• **Text excerpt**
━━━━━━

Home

Awesome

HumanRefiner

Overview

Introduction

Welcome to the official repository for the paper "HumanRefiner: Benchmarking Abnormal Human Generation and Refining with Coarse-to-fine Pose-Reversible Guidance."

In this project, we introduce AbHuman, the first large-scale benchmark focused on anatomical anomalies. The benchmark consists of 56K synthesized human images, each annotated with 147K human anomalies in 18 different categories. Based on this, we developed HumanRefiner, a novel plug-and-play method for coarse-to-fine refinement of human anomalies.

Data

Our data is available on 🤗 Hugging Face.

━━━━━━

• **Data provided**

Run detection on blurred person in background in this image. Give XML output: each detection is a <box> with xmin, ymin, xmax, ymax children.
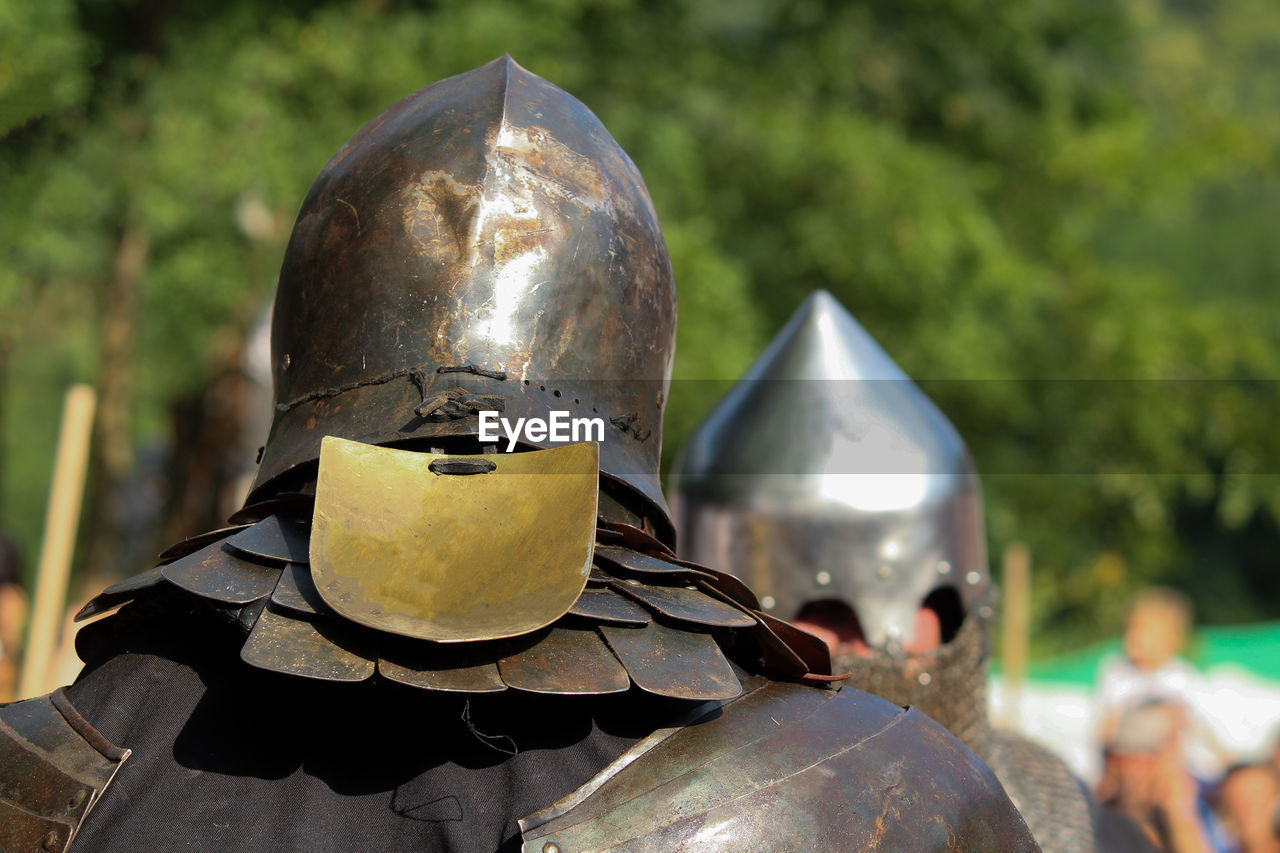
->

━━━━━━

• **Short exercise**
Answer these questions on the HumanRefiner overview:
1. How many synthesized human images make up the AbHuman benchmark?
2. In how many categories are the human anomalies annotated?
3. On what platform is the project's data available?
Please rely only on the HumanRefiner overview, not on the material.

• **Final result**
1. 56K
2. 18
3. Hugging Face